RECORD EXTRACTS
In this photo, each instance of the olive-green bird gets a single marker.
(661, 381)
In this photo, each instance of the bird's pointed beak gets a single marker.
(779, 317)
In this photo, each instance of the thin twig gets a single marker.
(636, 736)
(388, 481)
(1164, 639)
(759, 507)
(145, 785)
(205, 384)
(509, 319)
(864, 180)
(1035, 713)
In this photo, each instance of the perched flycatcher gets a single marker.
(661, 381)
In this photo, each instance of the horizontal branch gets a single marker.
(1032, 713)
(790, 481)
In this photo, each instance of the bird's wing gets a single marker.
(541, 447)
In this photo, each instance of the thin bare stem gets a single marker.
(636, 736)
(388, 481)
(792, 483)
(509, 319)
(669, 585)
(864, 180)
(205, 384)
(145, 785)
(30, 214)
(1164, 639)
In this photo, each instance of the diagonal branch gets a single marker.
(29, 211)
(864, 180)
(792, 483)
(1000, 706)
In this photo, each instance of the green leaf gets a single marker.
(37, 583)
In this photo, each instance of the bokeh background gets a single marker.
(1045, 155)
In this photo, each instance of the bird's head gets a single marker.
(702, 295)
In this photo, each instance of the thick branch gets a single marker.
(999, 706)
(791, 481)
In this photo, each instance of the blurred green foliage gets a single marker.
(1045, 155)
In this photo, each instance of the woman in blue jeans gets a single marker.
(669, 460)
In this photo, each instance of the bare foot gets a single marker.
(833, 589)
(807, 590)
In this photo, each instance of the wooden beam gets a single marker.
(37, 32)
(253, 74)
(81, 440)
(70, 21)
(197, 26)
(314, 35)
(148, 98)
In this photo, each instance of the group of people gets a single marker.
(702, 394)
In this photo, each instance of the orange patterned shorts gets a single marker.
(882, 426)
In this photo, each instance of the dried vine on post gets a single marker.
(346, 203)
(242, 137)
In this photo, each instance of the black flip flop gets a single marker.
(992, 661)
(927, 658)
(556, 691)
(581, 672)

WHAT YOU SHOULD DO
Every entry is to be returned exactly, with nothing dropped.

TASK SOLUTION
In this photo, each instance of the olive-green bird gets a single marker.
(661, 381)
In this photo, each instance of the bird's pointed beak gets a single marker.
(779, 317)
In this photo, each instance of the thin twig gets a single marker.
(636, 736)
(388, 481)
(1164, 639)
(759, 507)
(145, 785)
(205, 384)
(509, 319)
(864, 180)
(1035, 713)
In this photo, each instance of the perched flycatcher gets a single marker.
(661, 381)
In this photo, each instance of the horizontal branch gets a single marker.
(1032, 713)
(790, 481)
In this photo, each instance of the bird's wing gets a single marker.
(541, 447)
In this photo, each instance of the thin bare stem gets a single marker.
(636, 736)
(388, 481)
(792, 483)
(509, 319)
(669, 585)
(864, 180)
(205, 384)
(145, 785)
(30, 214)
(1164, 639)
In this photo, each instance of the diagonal branch gets a single marker.
(29, 211)
(864, 180)
(792, 483)
(1000, 706)
In this photo, each instance of the green leaf gets a single marker.
(37, 583)
In this photo, each instance of the bokeh background gets a single marker.
(1045, 155)
In this photo, each instance of the bird's head gets a single marker.
(702, 295)
In this photo, each instance of the thick branch gets a single marker.
(999, 706)
(791, 481)
In this photo, each instance of the blurred green foliage gets a single marker.
(1045, 155)
In this photo, each instance of the woman in blue jeans gets a single marker.
(669, 460)
In this photo, each instance of the bare foot gets a single marker.
(833, 589)
(807, 590)
In this photo, each instance of the wooden beam gets a single marker.
(37, 32)
(253, 74)
(81, 440)
(70, 21)
(197, 26)
(314, 35)
(148, 98)
In this photo, each instance of the group of people gets a single marker.
(702, 394)
In this photo, each instance of the orange patterned shorts gets a single marker.
(882, 426)
In this photo, each instance of the dried vine on post gets a single marker.
(346, 203)
(242, 137)
In this photo, each instance of the black flip flop gets a single marker.
(992, 661)
(927, 658)
(556, 691)
(581, 672)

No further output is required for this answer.